##### Textauszug

«Ich
hole euch lebendig raus, aber ich bringe nicht alle lebendig zurück»:
Der Chef der Kampfgruppe Wagner spielt Schicksalsgott für russische
Gefangene
Der
geheimnisumwitterte Unternehmer Prigoschin zählt zum engsten Kreis um
Präsident Putin. Nun erregt er mit einem Video Aufsehen – und bestätigt
darin manche Gerüchte über seine Sondertruppe.
Andreas Rüesch
Jahrelang
hielt sich der russische Geschäftsmann Jewgeni Prigoschin im Schatten.
Den amerikanischen Vorwurf, er sei der Financier der berüchtigten
St. Petersburger «Trollfabrik» und leite die paramilitärische Gruppe
Wagner, wies er stets zurück. Es gab auch kaum Bilder von ihm. Doch mit
dem Überfall auf die Ukraine hat sich dies geändert. Nicht nur sind
Prigoschins Dienste als Kriegsunternehmer äusserst gefragt, er versteckt
sich auch weniger als früher. Nun ist erstmals ein Video von ihm
aufgetaucht, in dem er freiheraus als Wagner-Chef auftritt. Gefilmt
wurde es vor kurzem in einem russischen Straflager 640 Kilometer östlich
von Moskau, wo er unverblümt Häftlinge für den Kriegseinsatz anwarb.
Bereits im Juli hatte es die ersten Berichte
über Prigoschins Werbetour durch Russlands Parallelwelt der
Gefangenenlager gegeben. Das meiste beruhte damals aber noch auf
Hörensagen. Das nun von oppositioneller Seite publizierte Video
bestätigt die Berichte und gibt erstmals einen konkreteren Eindruck von
dieser Schlüsselfigur in der Grauzone von Geschäft und Kreml-Macht.
Mehr Macht als «Gott und Allah»
Prigoschin
weiss, wie man mit Häftlingen spricht; er sass einst selber eine
jahrelange Strafe ab. Bei seinem Auftritt im Gefängnishof verliert er
nicht viele Worte. Fünf Minuten Zeit hätten sie zum Entscheiden, sagt er
den um ihn versammelten Häftlingen. Der Krieg sei unvergleichlich hart.
Der Munitionsverbrauch übersteige jenen in der Schlacht von Stalingrad
um ein Mehrfaches. Aber wer sich jetzt der Gruppe Wagner anschliesse und
den Einsatz ein halbes Jahr überlebe, komme in den Genuss einer
Begnadigung und dürfe nach Hause.

##########
##### Vorliegende Datensätze

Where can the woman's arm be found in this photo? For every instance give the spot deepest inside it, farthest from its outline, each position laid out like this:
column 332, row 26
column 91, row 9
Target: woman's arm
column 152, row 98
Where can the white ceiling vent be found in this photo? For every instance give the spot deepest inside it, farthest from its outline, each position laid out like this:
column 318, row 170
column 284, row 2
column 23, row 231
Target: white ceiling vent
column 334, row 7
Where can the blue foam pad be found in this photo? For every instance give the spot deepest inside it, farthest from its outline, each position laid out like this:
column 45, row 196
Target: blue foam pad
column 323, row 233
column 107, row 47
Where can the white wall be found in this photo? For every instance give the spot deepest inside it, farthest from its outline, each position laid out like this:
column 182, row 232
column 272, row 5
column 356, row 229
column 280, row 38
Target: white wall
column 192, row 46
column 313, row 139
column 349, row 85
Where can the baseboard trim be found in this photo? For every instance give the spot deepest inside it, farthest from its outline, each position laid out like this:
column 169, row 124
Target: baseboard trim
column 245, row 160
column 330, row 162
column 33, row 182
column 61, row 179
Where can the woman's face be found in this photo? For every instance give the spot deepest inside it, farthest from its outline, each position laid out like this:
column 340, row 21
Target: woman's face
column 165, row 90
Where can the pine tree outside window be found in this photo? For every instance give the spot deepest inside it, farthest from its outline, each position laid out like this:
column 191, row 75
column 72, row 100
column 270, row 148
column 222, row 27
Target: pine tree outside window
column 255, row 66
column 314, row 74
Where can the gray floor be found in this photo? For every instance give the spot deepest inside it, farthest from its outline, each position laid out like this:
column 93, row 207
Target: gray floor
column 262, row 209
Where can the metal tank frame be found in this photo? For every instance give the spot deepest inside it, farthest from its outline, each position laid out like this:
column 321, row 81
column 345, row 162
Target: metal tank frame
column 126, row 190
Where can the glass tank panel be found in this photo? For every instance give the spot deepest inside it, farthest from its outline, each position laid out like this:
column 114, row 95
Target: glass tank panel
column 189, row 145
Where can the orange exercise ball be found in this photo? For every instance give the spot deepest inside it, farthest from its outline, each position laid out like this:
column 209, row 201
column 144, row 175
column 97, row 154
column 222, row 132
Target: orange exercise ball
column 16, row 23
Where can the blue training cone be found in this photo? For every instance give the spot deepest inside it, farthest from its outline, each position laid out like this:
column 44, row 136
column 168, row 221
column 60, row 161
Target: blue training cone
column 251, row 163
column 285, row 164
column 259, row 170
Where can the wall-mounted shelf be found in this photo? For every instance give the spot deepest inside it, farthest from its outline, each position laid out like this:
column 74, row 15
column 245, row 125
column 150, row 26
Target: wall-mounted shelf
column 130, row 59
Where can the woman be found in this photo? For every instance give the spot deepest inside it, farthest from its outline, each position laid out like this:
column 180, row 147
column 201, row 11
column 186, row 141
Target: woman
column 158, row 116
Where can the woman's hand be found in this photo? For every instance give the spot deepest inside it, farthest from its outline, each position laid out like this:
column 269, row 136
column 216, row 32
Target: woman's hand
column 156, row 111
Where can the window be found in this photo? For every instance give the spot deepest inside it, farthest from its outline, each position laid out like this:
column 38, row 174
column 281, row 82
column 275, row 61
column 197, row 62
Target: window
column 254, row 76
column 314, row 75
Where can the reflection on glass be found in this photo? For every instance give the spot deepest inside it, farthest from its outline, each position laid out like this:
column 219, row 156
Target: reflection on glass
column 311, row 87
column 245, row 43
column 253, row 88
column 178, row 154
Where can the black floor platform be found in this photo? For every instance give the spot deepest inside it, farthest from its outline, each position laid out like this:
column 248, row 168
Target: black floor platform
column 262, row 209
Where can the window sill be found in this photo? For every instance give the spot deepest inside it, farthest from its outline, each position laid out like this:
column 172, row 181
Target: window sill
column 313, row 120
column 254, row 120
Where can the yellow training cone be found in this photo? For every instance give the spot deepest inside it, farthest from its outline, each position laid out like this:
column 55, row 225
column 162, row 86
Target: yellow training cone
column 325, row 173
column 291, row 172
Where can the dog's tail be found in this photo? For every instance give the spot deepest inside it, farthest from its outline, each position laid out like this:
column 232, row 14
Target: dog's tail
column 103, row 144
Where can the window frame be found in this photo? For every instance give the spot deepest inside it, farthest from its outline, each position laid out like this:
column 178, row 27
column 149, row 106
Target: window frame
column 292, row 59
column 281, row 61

##########

■ Arbeitsauftrag: Greifen Sie den Bericht über Prigoschin auf und setzen Sie ihn nach seinem letzten Satz fort. Die Datensätze sind eigenständiges Material und gehören nicht zum Bericht über Prigoschin.

■ Musterlösung:
Prigoschin
erläutert, dass alle zwischen 22 und 50 Jahren in Betracht kämen, aber
es gebe Ausnahmen. Drogen und Sex kämen beim Kriegseinsatz nicht
infrage, Deserteure würden erschossen. Auch sonst führt sich der
Geschäftsmann als Herr über Tod und Leben auf. Barsch fragt er die zu
zehn oder mehr Jahren verurteilten Gefangenen, ob irgendjemand sonst sie
hier herausholen könne. Die Antwort liefert er gleich selber: «Es gibt
zwei: Gott und Allah. In einer Holzkiste.» Er hingegen biete eine echte
Chance: «Ich hole euch lebendig raus, aber ich bringe nicht alle
lebendig zurück.»
Ausschnitt aus dem erwähnten Video.
An
der Echtheit der Aufnahme bestehen keine Zweifel. Prigoschin ist darauf
gut erkennbar, ein Merkmal sind auch die ihm von Putin verliehenen
beiden «Held Russlands»-Orden auf seiner Brust. Seine Firma und
Wagner-nahe Blogger haben die Authentizität indirekt bestätigt.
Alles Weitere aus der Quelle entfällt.